- TRECHO FORNECIDO:
==================================================

Visão de satélite do Google Earth do sítio de Atibaia atribuído à Lula pelo MPF
"Eu resolvo" - Bittar, um
dos donos do sítio, negou ainda saber que a reforma feita na cozinha da
propriedade seria paga pela OAS. Diante do montante envolvido, disse ter ficado
preocupado ao ver que a nota fiscal da nova cozinha estava em seu nome, já que
"não poderia pagar este valor".
"Ela
(Marisa) me falou assim: 'Não se preocupe, deixa que eu resolvo isso'. Na minha
cabeça, ela ia pagar a obra", afirmou. "As obras são simples, foram
superdimensionadas. Elas não são obras de valores vultuosos", declarou.
Marcelo Odebrecht, ex-presidente do grupo Odebrecht -
atualmente em prisão domiciliar - confirmou em interrogatório na quarta-feira
da semana passada (7) que sua empresa pagou uma reforma para Lula no sítio, mas
negou que o pagamento tenha relação com contratos da companhia com a Petrobras.
Segundo ele, a construtora pagou "dentro de um contexto de uma relação que
envolvia atos que a gente sabe que é ilícito (sic)", mas "não
necessariamente esses contratos". Odebrecht negou ainda ter feito qualquer "tratativa,
direta ou indireta com o presidente Lula, envolvendo contratos da
Petrobras."
O
ex-presidente e José Carlos Bumlai serão os últimos réus a serem interrogados
no processo sobre o sítio, nesta quarta (14). Após os interrogatórios, será
aberto prazo para que o MPF e as defesas façam as alegações finais. Em tese,
esta será a última etapa antes da sentença.
O que diz a defesa de Lula? - Lula
afirma que não é dono do sítio e confirma que costumava frequentá-lo. A defesa
do ex-presidente diz que não há nenhuma comprovação de que ele tenha cometido
os crimes dos quais é acusado no caso.
"A
própria denúncia informa que ainda deveria estar sob investigação a propriedade
do sítio de Atibaia, ou seja, reconhece que a Força Tarefa da Lava Jato não
dispunha de elementos para oferecer a acusação contra Lula; a mesma peça, no
entanto, de forma totalmente contraditória e inexplicável, acusa o
ex-Presidente de ser o 'proprietário de fato' do sítio e de ter sido
beneficiado por reformas nesse imóvel", diz a defesa do ex-presidente.
"O
inquérito policial instaurado em 2016 para investigar a propriedade do sítio
foi encerrado sem qualquer conclusão sobre esse tema sob o argumento de que
'foi oferecida denúncia pelo MPF' e, diante disso, 'não cabe mais a esta
autoridade, em nível de apuração preliminar, dar sequência a essas
investigações'", dizem os advogados. A defesa afirma que isso seria uma
reconhecimento de que "para acusar Lula, a Força Tarefa da Lava Jato de
Curitiba atropelou as investigações".

==================================================

- ITENS DE DADOS:
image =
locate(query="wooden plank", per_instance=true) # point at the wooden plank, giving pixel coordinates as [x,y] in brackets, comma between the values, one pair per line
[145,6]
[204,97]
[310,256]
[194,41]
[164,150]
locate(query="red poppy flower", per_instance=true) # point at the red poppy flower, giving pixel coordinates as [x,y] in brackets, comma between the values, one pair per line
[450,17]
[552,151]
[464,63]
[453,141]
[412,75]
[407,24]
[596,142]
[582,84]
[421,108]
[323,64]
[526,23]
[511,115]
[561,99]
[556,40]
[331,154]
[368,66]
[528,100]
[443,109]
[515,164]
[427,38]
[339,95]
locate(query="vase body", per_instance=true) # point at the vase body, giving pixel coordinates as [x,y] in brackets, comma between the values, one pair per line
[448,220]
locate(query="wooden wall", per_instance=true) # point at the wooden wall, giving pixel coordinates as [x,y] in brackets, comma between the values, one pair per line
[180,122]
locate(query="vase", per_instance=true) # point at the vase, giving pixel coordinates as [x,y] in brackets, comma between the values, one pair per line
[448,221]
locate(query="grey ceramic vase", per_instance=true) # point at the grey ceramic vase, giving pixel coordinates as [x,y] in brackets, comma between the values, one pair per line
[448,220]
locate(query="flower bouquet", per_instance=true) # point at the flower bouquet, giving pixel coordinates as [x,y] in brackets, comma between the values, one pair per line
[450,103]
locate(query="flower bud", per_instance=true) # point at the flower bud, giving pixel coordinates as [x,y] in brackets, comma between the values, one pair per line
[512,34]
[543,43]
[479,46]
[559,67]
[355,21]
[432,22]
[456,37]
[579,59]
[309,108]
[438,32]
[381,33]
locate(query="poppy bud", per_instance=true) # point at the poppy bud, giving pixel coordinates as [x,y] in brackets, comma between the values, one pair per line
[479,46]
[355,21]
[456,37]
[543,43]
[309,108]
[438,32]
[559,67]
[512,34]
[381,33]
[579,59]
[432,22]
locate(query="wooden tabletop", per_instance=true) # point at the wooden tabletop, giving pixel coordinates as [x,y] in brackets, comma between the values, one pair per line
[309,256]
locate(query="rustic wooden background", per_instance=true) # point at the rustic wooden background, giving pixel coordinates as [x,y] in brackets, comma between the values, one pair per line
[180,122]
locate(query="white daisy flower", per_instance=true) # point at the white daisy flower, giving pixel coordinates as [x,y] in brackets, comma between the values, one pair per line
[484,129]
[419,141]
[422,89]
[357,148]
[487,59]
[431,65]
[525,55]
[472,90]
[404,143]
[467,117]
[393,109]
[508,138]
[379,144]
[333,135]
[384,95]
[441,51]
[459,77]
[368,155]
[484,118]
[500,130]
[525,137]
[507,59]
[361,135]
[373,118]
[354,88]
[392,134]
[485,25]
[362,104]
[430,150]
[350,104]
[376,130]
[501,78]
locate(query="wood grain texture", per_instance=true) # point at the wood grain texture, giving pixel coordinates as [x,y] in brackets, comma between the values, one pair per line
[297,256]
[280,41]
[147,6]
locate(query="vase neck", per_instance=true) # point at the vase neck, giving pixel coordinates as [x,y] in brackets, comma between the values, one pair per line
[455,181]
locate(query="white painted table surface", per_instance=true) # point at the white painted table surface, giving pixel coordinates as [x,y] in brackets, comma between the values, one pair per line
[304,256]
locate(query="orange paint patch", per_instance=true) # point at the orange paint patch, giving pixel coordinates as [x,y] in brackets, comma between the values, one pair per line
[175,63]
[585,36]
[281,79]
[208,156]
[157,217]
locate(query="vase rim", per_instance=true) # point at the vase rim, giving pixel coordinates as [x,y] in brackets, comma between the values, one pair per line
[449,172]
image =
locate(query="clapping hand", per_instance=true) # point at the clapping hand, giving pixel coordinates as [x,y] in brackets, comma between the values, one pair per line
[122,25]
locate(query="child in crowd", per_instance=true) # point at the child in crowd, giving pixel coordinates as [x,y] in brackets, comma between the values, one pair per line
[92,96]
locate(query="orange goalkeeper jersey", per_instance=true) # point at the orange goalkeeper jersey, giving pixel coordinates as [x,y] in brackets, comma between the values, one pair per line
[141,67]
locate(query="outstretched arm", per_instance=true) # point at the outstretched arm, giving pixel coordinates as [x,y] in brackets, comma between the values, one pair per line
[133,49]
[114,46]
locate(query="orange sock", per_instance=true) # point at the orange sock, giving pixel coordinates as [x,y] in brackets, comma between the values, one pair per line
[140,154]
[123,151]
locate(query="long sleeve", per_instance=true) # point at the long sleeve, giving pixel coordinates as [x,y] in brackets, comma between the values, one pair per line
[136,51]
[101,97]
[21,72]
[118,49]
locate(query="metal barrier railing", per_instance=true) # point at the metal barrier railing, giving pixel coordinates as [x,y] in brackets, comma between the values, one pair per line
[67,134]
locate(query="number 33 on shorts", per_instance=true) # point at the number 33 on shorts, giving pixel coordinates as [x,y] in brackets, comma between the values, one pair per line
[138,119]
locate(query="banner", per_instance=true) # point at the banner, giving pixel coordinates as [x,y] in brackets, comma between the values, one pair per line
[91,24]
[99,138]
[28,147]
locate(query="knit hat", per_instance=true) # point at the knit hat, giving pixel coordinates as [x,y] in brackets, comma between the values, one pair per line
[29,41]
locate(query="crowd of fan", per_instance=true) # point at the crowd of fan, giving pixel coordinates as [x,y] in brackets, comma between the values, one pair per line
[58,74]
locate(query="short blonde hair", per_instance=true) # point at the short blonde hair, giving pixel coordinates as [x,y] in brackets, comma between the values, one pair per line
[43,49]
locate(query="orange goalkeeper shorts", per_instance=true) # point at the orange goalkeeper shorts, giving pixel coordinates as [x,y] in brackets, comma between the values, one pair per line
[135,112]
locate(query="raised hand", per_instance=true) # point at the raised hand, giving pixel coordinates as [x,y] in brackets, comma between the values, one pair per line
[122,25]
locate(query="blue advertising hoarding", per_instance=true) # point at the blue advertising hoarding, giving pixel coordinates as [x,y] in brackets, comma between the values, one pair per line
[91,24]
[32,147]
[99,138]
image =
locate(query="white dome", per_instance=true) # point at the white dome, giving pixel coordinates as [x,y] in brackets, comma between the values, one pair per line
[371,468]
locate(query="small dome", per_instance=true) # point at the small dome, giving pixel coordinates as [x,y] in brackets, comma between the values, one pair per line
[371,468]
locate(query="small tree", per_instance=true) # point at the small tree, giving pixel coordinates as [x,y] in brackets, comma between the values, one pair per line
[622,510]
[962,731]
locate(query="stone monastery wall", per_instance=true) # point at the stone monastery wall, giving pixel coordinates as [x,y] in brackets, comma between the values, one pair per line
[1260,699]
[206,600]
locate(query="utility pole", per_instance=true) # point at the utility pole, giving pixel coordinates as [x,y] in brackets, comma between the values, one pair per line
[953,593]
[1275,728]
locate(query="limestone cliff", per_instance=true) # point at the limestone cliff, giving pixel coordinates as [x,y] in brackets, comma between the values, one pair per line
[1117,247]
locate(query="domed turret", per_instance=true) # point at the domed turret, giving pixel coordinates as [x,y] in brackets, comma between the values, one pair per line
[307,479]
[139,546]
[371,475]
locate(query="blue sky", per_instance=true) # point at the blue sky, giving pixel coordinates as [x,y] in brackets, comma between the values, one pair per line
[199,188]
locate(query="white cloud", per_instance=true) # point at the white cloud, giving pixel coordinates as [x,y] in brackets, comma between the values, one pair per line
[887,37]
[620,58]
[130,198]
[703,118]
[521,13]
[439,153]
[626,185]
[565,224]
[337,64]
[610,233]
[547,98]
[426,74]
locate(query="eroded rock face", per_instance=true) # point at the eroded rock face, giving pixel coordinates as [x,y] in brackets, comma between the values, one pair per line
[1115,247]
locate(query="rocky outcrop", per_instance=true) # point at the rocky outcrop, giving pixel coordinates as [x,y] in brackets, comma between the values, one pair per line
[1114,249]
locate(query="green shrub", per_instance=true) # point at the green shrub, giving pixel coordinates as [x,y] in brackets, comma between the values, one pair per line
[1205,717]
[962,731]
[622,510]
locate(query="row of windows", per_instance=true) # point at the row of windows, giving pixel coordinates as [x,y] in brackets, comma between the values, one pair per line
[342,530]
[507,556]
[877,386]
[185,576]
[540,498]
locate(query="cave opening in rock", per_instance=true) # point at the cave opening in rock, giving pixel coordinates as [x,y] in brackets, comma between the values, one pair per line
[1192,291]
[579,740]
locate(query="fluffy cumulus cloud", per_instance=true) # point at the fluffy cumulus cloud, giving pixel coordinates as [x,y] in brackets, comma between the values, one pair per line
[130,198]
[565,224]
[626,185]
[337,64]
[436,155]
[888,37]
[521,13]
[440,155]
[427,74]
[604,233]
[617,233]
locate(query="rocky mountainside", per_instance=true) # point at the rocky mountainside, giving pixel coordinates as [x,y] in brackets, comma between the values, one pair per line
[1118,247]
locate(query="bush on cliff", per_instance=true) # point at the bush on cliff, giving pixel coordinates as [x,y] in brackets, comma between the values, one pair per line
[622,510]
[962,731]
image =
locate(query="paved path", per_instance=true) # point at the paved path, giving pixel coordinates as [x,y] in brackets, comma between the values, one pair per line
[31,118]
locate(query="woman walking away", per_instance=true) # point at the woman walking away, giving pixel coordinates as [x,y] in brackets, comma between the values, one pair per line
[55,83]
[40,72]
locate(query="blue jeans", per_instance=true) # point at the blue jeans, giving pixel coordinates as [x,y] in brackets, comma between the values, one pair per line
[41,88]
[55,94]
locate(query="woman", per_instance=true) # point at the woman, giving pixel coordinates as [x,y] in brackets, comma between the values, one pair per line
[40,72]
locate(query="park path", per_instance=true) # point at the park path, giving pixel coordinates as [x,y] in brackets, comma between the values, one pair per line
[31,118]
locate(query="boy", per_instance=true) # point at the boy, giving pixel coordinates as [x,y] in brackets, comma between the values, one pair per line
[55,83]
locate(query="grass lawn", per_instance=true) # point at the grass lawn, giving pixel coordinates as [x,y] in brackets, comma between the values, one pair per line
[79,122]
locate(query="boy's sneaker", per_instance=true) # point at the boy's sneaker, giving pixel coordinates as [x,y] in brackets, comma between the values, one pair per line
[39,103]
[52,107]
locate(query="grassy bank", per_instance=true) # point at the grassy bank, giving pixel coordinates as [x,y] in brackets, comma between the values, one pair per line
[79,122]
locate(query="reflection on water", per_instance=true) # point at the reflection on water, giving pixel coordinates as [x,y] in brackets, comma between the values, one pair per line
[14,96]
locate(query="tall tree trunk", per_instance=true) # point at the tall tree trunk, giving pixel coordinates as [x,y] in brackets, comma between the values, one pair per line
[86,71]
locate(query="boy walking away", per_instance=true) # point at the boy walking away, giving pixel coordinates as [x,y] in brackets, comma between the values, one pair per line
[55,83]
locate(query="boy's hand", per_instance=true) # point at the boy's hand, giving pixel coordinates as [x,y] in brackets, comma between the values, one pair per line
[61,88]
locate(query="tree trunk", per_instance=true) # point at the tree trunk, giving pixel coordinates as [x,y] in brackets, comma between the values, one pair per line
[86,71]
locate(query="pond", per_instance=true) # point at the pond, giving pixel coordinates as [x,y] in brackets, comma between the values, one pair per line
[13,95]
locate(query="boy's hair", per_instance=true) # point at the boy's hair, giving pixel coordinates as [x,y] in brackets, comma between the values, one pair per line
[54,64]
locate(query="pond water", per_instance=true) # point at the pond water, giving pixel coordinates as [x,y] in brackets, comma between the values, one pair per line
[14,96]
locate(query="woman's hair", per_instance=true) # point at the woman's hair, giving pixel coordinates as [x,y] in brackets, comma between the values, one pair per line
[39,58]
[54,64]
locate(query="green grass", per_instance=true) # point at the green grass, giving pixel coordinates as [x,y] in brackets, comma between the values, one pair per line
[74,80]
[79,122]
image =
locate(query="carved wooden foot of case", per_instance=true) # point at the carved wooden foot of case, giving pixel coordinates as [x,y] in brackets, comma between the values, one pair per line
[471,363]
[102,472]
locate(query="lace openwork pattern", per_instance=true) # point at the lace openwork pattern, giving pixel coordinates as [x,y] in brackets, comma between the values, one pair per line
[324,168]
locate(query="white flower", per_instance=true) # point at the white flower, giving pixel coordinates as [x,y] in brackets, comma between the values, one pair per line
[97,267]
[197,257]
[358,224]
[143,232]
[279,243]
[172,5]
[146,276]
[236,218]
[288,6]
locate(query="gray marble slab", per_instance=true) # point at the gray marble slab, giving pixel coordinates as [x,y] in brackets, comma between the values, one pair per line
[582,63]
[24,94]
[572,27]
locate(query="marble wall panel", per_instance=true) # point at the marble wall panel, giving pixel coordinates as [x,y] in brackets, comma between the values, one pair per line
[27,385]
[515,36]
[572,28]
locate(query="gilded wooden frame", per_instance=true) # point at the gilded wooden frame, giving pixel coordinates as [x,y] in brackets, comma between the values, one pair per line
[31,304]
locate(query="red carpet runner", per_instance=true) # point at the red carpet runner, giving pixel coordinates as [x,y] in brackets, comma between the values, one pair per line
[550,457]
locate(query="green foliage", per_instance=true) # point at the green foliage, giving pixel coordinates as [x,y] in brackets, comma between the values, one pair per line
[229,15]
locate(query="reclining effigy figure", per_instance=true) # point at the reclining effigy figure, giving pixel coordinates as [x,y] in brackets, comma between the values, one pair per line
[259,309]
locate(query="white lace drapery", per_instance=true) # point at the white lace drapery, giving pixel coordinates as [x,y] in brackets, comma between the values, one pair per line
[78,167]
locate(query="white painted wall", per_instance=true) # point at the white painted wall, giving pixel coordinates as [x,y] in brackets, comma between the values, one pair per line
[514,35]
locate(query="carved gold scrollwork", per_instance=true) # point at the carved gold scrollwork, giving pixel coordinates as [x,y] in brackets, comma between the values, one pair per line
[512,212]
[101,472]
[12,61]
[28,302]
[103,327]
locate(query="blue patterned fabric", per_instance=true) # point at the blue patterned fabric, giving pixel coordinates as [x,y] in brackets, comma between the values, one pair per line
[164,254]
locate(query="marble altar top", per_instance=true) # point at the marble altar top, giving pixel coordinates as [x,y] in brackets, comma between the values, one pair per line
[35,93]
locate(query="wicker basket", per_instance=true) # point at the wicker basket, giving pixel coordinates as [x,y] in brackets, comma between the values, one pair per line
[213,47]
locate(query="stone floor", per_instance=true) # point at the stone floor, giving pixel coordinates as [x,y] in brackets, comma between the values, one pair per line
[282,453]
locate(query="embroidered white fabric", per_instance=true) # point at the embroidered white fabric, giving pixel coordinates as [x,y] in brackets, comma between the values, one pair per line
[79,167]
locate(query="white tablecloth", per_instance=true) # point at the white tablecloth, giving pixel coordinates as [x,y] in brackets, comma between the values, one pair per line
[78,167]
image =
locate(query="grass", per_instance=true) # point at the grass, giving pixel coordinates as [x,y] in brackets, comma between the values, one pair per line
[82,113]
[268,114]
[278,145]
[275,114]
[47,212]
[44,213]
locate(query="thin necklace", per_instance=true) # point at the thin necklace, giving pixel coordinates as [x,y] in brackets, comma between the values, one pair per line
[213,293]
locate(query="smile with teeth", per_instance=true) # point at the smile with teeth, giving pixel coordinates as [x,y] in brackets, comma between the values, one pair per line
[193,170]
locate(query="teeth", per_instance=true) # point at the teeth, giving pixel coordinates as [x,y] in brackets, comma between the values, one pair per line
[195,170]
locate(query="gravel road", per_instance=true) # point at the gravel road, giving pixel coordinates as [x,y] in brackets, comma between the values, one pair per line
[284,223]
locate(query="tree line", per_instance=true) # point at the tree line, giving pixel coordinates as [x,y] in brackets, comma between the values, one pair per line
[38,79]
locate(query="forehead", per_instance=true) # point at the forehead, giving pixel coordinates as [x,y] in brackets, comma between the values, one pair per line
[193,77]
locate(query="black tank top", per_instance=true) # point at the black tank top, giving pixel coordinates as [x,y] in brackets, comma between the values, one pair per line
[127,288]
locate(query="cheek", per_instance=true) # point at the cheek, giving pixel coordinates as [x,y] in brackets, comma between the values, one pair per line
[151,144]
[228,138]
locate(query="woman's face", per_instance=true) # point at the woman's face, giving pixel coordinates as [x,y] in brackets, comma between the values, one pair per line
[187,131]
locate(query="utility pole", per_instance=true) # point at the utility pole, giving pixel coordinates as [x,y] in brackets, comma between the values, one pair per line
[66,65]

==================================================

- INSTRUÇÕES DA TAREFA:
Responda às perguntas abaixo com base no trecho fornecido.
(a) Segundo Bittar, que frase Marisa lhe disse ao saber da preocupação dele com a nota fiscal?
(b) Em que dia Marcelo Odebrecht confirmou em interrogatório que sua empresa pagou uma reforma no sítio?
(c) Em que ano foi instaurado o inquérito policial para investigar a propriedade do sítio?

- PROBLEMA RESOLVIDO:
(a) "Não se preocupe, deixa que eu resolvo isso."
(b) Na quarta-feira da semana passada, dia 7.
(c) Em 2016.